===== PROVIDED MATERIAL
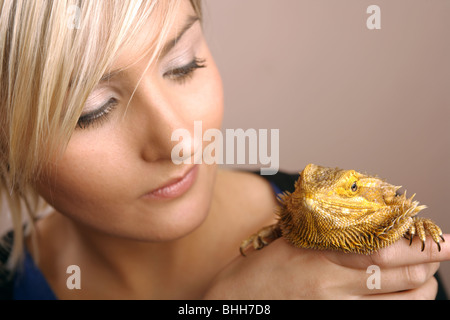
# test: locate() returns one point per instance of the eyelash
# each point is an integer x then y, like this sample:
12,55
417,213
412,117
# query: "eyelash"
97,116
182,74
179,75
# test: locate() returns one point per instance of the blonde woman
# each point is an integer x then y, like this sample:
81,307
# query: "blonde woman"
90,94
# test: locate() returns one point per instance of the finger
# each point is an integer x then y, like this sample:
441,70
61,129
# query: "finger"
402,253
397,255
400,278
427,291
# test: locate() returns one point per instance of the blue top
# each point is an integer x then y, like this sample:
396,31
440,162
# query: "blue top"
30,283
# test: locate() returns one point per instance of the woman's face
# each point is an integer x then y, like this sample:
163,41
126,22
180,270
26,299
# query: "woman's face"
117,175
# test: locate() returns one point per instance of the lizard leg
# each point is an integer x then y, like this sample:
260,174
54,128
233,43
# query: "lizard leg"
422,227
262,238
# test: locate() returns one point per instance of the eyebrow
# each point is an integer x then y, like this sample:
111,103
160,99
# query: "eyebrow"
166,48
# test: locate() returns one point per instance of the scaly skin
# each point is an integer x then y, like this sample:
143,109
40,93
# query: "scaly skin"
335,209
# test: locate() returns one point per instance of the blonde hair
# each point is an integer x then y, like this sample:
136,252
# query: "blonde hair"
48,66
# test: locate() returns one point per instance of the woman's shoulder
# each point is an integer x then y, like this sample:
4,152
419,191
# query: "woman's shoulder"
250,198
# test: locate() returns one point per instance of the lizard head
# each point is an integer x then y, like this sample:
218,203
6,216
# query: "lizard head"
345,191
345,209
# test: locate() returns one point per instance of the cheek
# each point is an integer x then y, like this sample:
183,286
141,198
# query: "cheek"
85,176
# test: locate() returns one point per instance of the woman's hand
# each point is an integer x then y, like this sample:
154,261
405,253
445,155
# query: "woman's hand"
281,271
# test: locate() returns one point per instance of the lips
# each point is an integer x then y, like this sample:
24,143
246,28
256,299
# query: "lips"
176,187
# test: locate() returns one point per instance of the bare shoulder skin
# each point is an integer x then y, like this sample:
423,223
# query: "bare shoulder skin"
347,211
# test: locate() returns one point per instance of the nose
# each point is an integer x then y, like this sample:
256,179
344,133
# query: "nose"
==========
===== PROVIDED MATERIAL
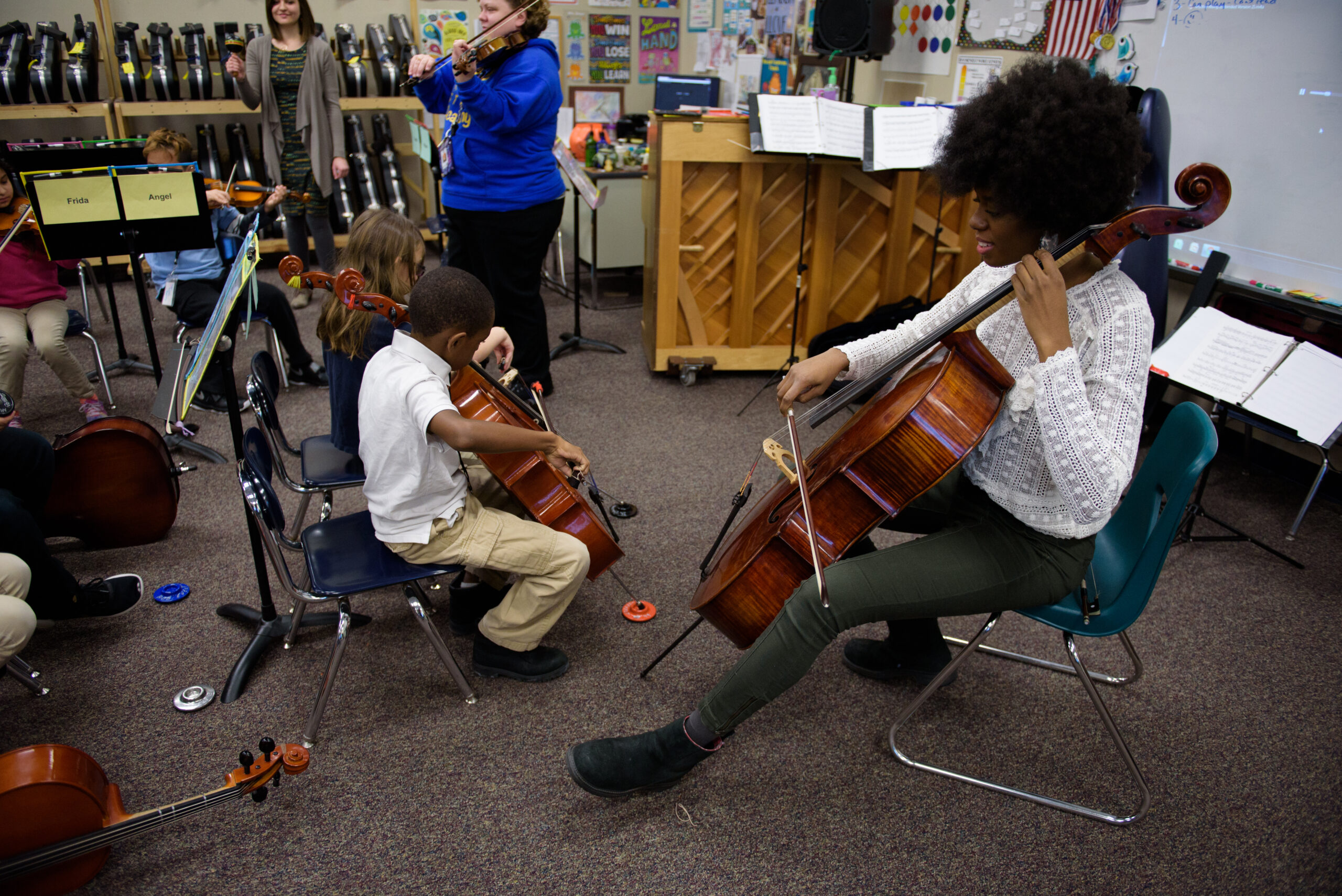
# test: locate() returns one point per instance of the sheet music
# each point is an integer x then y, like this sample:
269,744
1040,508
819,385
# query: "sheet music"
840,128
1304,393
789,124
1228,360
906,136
==========
===== PROVIDED MATERIAL
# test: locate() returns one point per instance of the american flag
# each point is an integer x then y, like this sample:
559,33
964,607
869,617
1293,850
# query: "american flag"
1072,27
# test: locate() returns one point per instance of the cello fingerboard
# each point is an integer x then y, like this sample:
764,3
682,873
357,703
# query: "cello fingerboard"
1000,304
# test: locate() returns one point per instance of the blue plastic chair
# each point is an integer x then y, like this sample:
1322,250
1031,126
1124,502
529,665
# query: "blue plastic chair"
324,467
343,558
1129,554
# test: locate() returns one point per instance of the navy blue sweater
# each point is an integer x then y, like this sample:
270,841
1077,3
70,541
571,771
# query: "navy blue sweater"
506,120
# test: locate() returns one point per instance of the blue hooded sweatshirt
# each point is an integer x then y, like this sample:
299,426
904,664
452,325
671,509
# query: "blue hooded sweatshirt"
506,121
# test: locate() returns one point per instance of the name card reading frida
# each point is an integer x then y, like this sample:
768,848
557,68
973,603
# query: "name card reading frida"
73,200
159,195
==========
YOUR TASK
Count the lines in the entries that contain the string "cheek", treating case as significant. Please reply with the number only.

REPLY
2